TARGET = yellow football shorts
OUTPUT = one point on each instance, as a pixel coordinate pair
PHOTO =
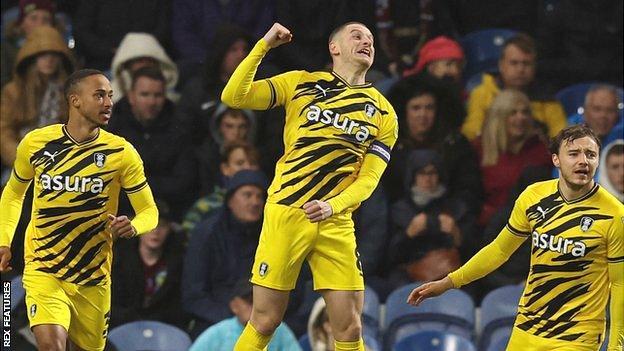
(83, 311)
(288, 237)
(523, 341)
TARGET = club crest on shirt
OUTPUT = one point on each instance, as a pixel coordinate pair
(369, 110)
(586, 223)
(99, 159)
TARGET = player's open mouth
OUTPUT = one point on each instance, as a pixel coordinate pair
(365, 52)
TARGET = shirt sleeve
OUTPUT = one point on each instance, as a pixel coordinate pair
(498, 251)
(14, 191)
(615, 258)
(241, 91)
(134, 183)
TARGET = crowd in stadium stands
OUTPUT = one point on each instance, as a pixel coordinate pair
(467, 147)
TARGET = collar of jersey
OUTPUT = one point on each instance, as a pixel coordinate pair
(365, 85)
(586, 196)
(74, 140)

• • •

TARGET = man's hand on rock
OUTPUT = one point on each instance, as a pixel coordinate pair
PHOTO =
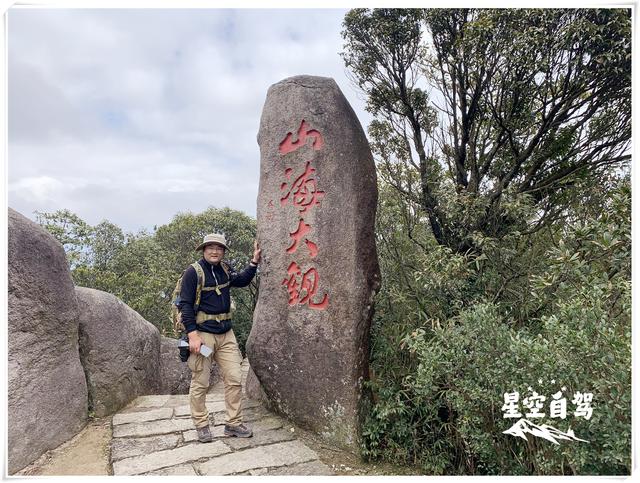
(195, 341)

• • •

▶ Work item
From the records above, output only the lines starting at the one containing "TARGET = yellow football shorts" and ending at the one containing "TARGET = crowd in stadium stands", word for word. Pictures stay out.

▶ Answer to this problem
TARGET = yellow football shorts
OUTPUT = one point on each instance, as a pixel coordinate pair
PHOTO =
(83, 311)
(288, 237)
(523, 341)
TARGET = club crest on shirt
OUTPUT = one point on each instance, as a pixel coordinate pair
(369, 110)
(586, 223)
(99, 159)
TARGET = player's open mouth
OUTPUT = one point on each instance, as a pixel coordinate pair
(365, 52)
TARGET = shirt sleeve
OUTPUT = one point on each instance, as a pixel coordinate pair
(498, 251)
(14, 191)
(615, 258)
(241, 91)
(134, 183)
TARGET = crowd in stadium stands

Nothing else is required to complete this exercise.